Records excerpted from a collection
....

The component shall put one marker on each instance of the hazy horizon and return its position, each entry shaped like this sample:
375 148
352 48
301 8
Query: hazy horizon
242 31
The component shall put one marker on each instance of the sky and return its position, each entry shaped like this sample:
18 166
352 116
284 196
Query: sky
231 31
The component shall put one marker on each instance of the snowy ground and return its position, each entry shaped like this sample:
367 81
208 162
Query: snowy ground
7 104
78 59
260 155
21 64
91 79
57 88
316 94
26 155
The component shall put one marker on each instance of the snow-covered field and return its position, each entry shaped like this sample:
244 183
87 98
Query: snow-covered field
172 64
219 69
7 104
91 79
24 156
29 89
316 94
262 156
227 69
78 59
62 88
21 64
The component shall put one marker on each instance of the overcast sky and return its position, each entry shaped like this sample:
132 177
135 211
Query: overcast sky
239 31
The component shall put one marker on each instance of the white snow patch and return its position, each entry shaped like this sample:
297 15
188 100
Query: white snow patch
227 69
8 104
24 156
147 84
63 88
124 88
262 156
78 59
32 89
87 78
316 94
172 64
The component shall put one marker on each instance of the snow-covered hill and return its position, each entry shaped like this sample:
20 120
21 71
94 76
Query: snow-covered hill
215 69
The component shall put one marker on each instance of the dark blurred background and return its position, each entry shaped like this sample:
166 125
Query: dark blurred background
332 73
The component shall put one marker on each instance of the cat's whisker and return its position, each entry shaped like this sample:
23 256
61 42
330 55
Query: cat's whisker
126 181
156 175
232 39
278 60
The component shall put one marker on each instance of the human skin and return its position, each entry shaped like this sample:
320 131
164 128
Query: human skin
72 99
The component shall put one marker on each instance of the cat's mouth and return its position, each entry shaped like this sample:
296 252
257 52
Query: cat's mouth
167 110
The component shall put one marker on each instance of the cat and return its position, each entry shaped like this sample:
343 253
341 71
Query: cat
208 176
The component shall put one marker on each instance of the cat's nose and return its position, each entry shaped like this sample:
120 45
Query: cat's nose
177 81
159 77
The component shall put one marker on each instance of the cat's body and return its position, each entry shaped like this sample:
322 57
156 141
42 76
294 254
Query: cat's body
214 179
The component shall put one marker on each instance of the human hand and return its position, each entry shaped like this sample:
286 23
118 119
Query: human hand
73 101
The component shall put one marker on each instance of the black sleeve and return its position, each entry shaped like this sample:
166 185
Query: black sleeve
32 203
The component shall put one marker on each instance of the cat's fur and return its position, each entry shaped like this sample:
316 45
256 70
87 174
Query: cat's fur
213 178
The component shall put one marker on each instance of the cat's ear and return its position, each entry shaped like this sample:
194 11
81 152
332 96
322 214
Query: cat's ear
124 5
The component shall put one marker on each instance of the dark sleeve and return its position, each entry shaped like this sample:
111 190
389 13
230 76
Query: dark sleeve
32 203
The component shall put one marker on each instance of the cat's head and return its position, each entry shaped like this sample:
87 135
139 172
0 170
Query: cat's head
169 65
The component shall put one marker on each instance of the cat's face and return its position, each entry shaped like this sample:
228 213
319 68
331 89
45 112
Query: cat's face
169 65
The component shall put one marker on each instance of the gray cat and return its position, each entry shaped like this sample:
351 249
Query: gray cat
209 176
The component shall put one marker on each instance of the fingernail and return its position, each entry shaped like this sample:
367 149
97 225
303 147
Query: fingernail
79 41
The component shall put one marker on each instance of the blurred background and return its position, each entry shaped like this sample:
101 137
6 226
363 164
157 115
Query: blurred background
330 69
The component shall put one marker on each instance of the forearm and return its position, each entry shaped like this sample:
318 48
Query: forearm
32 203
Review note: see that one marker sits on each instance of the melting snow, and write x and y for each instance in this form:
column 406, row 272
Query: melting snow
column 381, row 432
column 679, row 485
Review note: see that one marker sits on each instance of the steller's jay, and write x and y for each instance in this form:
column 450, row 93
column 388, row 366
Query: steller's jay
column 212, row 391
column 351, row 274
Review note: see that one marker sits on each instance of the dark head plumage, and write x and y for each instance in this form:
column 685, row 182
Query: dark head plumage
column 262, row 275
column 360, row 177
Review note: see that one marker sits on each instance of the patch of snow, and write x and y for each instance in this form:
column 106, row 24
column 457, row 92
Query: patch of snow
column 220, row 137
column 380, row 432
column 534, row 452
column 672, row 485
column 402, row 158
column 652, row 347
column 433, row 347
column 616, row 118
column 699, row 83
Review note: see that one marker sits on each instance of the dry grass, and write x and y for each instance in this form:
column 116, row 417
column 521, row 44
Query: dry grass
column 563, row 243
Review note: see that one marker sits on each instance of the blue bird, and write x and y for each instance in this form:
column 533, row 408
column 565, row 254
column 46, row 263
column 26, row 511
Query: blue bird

....

Try it
Output only the lines from the line that contains "of the patch" through the end of the entries, both included, exactly as they appear.

Answer to the exercise
Review note: see that one marker sits on each instance of the patch of snow, and write x and y for each instance in this form:
column 106, row 24
column 457, row 92
Query: patch of snow
column 220, row 137
column 380, row 432
column 534, row 452
column 672, row 485
column 402, row 158
column 652, row 347
column 433, row 347
column 616, row 118
column 699, row 83
Review note: see that one marker sits on each instance of the dry grass, and write x and y for each instance in this form:
column 116, row 417
column 521, row 44
Query: dry grass
column 563, row 243
Review note: see that one marker sits on each instance of the blue bird, and write x and y for each instance in this form:
column 533, row 408
column 565, row 254
column 46, row 263
column 26, row 511
Query: blue bird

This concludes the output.